--- Source document ---
■ ■ ■ ■ ■
In these troubled and disquieting times dominated by figures like Donald Trump who has pushed the United States of America towards the unsettling posture of a rogue State, upending global norms more brazenly than even those nations it once sought to discipline, one is compelled to rethink what ‘America’ signifies to the world. No longer a stable idea, it fractures into multiple interpretations: a nation of democratic promise, certainly, but also one of intervention, overreach, and disruption.
It is in this atmosphere of unease that I am reminded of an incident, or rather a literary imagining, drawn from the sensibility of Ariel Dorfman (picture), a writer from Chile of immense moral authority whose work on war, exile, and trauma has become indispensable to understanding Latin America’s turbulent history. The history of that continent, scarred by coups, civil strife, and foreign intervention, feels in many ways incomplete without his voice.
What stays with me about Dorfman is not merely what he writes but the way his imagination trains us to see and to read the ordinary as if it were already inscribed with the hieroglyphs of power. I recall, perhaps imperfectly but not inaccurately in spirit, a scene that feels entirely his — of an afternoon by the Pacific, somewhere along the Chilean coast, the air tempered by a wind that has travelled across the Andes. It is a moment of stillness, almost deceptive in its calm. Dorfman himself lies resting, half-asleep, the world suspended in that fragile interval between consciousness and dream. Nearby, an American woman reclines on a chaise lounge, her small child, no more than three, restless, exploratory, edging toward the pool.
Nothing happens, and yet everything does. The child, in that innocent way children have of testing the limits of the world, begins to play with the water, dipping his hands, leaning further than he should. There is a hesitation in Dorfman, a pause that stretches beyond the ethical into the political. The child slips, or seems about to slip, into danger. And in that instant, the question arises: should he intervene?
■ ■ ■ ■ ■
--- Data provided ---

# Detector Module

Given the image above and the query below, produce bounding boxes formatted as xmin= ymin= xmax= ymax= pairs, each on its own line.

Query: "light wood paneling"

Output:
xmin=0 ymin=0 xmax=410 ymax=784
■ ■ ■ ■ ■
--- Requests ---
A – Duplicate the part of the Dorfman essay that opens with the words containing "Nothing happens, and" and closes with "should he intervene?".
B – Pick up the Dorfman essay after its final sentence and keep writing it.
This material has nothing to do with the Dorfman essay.

--- Outputs ---
A –
Nothing happens, and yet everything does. The child, in that innocent way children have of testing the limits of the world, begins to play with the water, dipping his hands, leaning further than he should. There is a hesitation in Dorfman, a pause that stretches beyond the ethical into the political. The child slips, or seems about to slip, into danger. And in that instant, the question arises: should he intervene?

B –
But this is not simply a moral dilemma. It is something more troubling, more disquieting. The child’s cries, sharp, insistent, are in English, not Spanish. And suddenly, the entire scene is transformed. What might have been a universal moment of human vulnerability becomes charged with history, with memory, with the long shadow of intervention. The pool is no longer just a pool; it is an arena in which languages, cultures, and empires intersect. The hesitation, more than being merely personal, is civilisational. Dorfman seems to be saying, ‘the child is human but history stands between us, and I cannot pretend otherwise.’
This is how I read Dorfman, both as a recorder of events as well as a cartographer of consciousness. The scene, whether literally his or refracted through my own recollection, becomes an allegory of the US’s presence in Latin America. Symbolically, the child becomes the embodiment of a power that arrives uninvited, that assumes its right to be present, that speaks in a language that demands recognition even as it displaces others. Dorfman’s reluctance to intervene is not malice but the exhaustion of a history in which intervention has so often flowed in only one direction.
For Latin America, and for Chile in particular, this is not an abstraction. The memory of the 1973 Chilean coup d’état lingers as a wound that has never fully healed. Dorfman, who lived through that rupture, understands that the violence of intervention is not always visible in the moment it occurs. It can arrive quietly, disguised as assistance, as protection, as the benign presence of a foreign language echoing across a tranquil afternoon. But beneath that surface lies a deeper structure of domination, one that reshapes societies, erases possibilities, and leaves behind a silence that is anything but innocent.
What strikes me most is the way this small, almost trivial, incident opens onto a global landscape of power. The US’s interventions are not confined to the past, nor to Latin America alone. They are inscribed across the world, in a network of military bases and strategic outposts that stretch from one hemisphere to another. In the Middle East, installations such as the Al Udeid Air Base and the Al Dhafra Air Base, stand as reminders of a presence that is at once permanent and contested. In the waters of the Gulf, the Naval Support Activity Bahrain anchors a fleet that projects power far beyond its immediate surroundings. And in Latin America itself, security agreements and military cooperation have tied countries like Colombia into a broader architecture of influence.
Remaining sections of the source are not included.